EXERCISE TASK
Please lay out the lines below, from the one containing "Can you see the weathered" through the end of the records, inclusive, as a Markdown table with columns headed No. and Text, skipping any blank lines.

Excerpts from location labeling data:
◇ ◇ ◇
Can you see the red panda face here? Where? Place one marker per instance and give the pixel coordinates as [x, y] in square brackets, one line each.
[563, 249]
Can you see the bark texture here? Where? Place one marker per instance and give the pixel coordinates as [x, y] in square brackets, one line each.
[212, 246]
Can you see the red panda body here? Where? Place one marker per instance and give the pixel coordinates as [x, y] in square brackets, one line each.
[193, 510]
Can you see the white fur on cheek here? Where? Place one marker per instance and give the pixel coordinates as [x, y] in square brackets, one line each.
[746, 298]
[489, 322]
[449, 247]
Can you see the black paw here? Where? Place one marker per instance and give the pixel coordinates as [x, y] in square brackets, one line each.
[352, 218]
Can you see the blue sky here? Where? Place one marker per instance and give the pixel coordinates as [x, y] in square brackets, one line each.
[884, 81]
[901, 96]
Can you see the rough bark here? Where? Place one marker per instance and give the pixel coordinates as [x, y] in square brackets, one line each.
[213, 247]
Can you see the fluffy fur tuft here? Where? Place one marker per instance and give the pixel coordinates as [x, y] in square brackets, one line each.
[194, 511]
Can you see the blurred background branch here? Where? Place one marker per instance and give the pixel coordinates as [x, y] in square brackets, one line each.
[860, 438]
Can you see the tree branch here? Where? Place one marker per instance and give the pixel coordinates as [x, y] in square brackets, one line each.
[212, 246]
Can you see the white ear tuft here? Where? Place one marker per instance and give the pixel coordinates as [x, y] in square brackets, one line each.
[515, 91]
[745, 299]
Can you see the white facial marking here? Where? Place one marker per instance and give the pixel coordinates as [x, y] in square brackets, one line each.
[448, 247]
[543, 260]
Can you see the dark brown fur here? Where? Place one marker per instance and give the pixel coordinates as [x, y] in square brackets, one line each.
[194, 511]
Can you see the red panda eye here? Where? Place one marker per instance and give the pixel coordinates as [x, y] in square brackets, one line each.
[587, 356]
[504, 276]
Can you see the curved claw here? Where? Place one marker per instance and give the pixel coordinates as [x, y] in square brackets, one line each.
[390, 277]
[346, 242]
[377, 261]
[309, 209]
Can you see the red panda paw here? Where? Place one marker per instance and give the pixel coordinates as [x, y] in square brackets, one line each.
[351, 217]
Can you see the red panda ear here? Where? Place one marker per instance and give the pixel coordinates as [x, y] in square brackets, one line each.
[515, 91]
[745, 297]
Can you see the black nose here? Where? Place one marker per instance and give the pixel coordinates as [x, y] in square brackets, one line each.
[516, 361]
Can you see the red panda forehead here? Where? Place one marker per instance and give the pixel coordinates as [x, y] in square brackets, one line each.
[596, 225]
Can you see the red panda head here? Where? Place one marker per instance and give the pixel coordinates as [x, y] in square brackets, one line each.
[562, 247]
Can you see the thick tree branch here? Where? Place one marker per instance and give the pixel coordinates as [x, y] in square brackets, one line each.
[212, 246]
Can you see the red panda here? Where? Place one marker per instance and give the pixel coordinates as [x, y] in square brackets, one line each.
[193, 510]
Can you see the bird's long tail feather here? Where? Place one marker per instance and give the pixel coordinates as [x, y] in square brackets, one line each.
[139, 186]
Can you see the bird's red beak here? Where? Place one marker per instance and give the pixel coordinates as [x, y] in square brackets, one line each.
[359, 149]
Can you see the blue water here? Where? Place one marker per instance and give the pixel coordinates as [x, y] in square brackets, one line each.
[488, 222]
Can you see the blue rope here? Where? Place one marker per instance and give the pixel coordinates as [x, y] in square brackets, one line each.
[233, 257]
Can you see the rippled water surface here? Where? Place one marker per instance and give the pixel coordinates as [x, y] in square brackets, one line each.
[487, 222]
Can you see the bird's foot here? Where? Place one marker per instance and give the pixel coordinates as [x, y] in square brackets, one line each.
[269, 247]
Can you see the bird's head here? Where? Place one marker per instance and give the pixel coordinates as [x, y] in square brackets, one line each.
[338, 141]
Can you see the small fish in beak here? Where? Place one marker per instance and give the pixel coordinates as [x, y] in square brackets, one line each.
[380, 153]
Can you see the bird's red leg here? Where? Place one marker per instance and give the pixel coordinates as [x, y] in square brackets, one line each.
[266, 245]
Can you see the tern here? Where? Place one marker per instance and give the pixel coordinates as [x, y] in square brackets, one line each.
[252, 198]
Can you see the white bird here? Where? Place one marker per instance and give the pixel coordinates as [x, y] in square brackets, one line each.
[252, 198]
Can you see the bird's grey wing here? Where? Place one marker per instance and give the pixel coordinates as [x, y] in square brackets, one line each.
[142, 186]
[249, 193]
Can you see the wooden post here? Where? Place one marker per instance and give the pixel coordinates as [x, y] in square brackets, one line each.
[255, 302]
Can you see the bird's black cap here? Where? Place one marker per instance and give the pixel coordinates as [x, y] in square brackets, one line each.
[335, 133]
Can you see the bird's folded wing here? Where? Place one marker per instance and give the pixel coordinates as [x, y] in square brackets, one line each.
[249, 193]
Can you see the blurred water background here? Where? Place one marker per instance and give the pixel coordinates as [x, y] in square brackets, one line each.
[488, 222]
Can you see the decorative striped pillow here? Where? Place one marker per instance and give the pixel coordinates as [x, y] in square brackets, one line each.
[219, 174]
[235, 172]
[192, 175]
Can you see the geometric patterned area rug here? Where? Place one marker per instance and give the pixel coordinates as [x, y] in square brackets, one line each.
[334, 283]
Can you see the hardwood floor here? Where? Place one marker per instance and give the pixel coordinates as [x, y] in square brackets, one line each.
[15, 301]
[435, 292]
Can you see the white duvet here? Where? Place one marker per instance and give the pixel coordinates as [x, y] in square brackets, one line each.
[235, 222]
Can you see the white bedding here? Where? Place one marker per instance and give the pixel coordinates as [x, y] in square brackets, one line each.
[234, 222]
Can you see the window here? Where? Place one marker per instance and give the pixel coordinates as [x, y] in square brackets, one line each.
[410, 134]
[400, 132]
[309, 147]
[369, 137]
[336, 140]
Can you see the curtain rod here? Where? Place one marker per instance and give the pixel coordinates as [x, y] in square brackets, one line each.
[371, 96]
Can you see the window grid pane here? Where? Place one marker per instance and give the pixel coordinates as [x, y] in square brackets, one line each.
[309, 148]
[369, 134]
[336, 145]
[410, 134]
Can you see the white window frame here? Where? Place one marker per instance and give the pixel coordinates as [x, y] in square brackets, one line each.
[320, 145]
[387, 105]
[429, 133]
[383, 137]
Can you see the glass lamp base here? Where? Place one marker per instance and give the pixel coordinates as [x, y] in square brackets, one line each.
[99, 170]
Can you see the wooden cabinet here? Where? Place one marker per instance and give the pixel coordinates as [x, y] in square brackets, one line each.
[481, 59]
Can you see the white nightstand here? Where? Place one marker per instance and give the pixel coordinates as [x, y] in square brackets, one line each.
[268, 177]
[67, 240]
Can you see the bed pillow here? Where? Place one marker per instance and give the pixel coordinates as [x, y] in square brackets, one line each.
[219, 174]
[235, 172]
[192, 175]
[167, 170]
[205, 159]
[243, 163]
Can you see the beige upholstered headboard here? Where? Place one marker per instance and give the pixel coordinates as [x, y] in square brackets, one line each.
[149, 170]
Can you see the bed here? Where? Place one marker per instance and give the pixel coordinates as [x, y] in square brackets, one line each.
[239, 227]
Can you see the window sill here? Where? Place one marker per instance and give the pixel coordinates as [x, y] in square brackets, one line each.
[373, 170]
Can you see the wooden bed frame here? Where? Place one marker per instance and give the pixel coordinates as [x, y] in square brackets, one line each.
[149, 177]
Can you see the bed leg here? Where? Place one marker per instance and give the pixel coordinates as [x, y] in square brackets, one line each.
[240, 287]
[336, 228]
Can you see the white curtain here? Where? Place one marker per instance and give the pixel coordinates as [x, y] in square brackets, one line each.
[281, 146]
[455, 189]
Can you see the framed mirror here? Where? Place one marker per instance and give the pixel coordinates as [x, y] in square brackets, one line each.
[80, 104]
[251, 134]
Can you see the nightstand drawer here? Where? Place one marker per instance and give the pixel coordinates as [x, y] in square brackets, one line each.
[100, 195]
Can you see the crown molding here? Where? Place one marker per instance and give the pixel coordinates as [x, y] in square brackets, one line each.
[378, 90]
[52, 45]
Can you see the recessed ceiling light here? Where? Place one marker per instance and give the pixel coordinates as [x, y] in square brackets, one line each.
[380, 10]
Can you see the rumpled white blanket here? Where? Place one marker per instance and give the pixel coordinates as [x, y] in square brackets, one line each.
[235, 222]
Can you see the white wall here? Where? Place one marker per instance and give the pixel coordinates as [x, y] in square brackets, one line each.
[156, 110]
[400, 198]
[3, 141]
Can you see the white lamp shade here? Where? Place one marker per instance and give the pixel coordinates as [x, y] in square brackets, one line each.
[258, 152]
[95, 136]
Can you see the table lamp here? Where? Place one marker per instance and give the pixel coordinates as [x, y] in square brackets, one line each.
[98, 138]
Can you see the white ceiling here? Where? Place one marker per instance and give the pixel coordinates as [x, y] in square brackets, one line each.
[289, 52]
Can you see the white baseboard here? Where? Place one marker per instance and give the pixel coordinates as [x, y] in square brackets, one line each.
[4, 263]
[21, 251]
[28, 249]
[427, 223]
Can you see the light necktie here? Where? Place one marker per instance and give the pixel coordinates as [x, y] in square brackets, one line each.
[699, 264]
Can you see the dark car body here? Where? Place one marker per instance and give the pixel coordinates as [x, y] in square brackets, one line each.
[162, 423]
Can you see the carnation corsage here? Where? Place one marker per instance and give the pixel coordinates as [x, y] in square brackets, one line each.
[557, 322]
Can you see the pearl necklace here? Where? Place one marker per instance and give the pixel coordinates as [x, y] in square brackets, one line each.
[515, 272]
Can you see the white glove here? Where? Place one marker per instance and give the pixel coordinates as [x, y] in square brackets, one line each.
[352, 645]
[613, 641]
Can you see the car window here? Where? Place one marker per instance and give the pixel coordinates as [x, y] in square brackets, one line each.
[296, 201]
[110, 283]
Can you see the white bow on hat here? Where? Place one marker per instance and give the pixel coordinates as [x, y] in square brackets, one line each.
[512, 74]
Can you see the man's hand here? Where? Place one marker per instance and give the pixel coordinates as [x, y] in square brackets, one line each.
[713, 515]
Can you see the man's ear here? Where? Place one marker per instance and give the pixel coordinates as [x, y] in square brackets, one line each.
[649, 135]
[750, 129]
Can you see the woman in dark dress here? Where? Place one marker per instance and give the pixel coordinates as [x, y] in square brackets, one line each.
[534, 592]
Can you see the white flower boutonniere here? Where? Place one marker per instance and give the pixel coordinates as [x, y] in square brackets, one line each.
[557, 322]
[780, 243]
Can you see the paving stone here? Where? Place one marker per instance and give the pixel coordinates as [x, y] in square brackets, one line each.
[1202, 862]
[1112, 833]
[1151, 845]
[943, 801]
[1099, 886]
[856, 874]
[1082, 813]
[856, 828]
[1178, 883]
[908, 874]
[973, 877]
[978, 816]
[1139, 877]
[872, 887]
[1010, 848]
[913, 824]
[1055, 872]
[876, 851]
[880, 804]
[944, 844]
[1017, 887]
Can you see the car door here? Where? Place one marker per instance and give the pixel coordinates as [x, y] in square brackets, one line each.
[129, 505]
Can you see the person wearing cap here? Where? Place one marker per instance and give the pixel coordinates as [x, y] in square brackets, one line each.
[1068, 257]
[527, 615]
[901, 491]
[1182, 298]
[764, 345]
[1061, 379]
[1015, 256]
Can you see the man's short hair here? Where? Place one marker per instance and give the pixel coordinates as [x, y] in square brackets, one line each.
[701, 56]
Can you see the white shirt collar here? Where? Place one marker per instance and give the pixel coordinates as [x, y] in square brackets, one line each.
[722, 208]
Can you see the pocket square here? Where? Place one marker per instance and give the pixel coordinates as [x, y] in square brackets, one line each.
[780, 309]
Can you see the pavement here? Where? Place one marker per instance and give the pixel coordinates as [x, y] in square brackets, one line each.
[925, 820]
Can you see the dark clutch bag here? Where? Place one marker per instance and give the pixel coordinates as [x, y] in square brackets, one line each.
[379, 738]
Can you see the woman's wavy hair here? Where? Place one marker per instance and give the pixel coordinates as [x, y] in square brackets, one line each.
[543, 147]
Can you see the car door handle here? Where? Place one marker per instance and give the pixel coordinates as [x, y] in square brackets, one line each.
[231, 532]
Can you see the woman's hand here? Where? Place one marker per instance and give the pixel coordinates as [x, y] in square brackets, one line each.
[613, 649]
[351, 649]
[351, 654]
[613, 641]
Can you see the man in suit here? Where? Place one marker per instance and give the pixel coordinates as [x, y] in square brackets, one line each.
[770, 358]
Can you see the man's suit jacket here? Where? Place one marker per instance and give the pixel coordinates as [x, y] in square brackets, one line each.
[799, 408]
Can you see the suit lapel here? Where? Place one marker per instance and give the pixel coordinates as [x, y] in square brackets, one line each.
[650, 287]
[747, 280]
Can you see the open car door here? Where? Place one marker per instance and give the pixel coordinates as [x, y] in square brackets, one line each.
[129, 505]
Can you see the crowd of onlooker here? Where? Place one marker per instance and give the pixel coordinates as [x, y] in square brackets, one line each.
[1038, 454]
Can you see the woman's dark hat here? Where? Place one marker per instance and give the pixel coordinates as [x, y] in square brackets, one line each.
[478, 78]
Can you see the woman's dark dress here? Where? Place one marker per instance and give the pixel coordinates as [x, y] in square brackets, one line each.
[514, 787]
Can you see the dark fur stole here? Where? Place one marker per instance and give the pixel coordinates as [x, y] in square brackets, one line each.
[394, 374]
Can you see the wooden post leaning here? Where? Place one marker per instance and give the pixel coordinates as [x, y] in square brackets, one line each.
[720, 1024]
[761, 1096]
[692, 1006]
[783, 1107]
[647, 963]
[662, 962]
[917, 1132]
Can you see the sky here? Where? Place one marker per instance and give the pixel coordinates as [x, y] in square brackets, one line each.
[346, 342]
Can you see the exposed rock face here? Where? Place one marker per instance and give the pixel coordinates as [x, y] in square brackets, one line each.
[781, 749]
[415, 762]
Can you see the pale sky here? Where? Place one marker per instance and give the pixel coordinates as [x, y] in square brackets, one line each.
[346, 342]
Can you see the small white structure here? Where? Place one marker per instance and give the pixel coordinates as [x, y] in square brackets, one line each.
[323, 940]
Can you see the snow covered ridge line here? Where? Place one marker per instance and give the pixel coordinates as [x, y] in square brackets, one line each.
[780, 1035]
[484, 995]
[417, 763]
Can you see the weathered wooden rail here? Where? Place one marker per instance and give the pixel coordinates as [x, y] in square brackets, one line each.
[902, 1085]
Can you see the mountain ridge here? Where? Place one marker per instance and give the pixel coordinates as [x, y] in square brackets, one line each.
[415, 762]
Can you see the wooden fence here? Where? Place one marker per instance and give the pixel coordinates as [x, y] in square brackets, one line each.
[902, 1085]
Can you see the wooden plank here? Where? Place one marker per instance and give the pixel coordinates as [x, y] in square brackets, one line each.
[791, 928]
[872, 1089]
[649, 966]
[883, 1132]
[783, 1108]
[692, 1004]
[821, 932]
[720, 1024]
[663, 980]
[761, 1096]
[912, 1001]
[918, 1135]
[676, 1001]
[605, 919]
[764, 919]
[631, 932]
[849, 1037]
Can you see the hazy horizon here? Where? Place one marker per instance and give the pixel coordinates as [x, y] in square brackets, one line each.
◇ ◇ ◇
THE REPLY
| No. | Text |
|---|---|
| 1 | Can you see the weathered wooden rail here? Where? Place one marker per instance and give the pixel coordinates as [x, y] in square brackets, one line each. |
| 2 | [902, 1085] |
| 3 | Can you see the mountain ridge here? Where? Place one marker per instance and give the pixel coordinates as [x, y] in square brackets, one line each. |
| 4 | [415, 762] |
| 5 | Can you see the wooden fence here? Where? Place one marker per instance and give the pixel coordinates as [x, y] in square brackets, one line each. |
| 6 | [902, 1085] |
| 7 | Can you see the wooden plank here? Where? Place one marker per instance and give the pixel coordinates as [x, y] in square brackets, one line each. |
| 8 | [791, 928] |
| 9 | [872, 1089] |
| 10 | [649, 966] |
| 11 | [883, 1132] |
| 12 | [783, 1108] |
| 13 | [692, 1004] |
| 14 | [821, 932] |
| 15 | [720, 1024] |
| 16 | [663, 980] |
| 17 | [761, 1096] |
| 18 | [912, 1001] |
| 19 | [918, 1135] |
| 20 | [676, 1001] |
| 21 | [605, 919] |
| 22 | [764, 919] |
| 23 | [631, 932] |
| 24 | [849, 1037] |
| 25 | Can you see the hazy horizon here? Where? Place one marker per instance and give the pixel coordinates as [x, y] in square brackets, one line each. |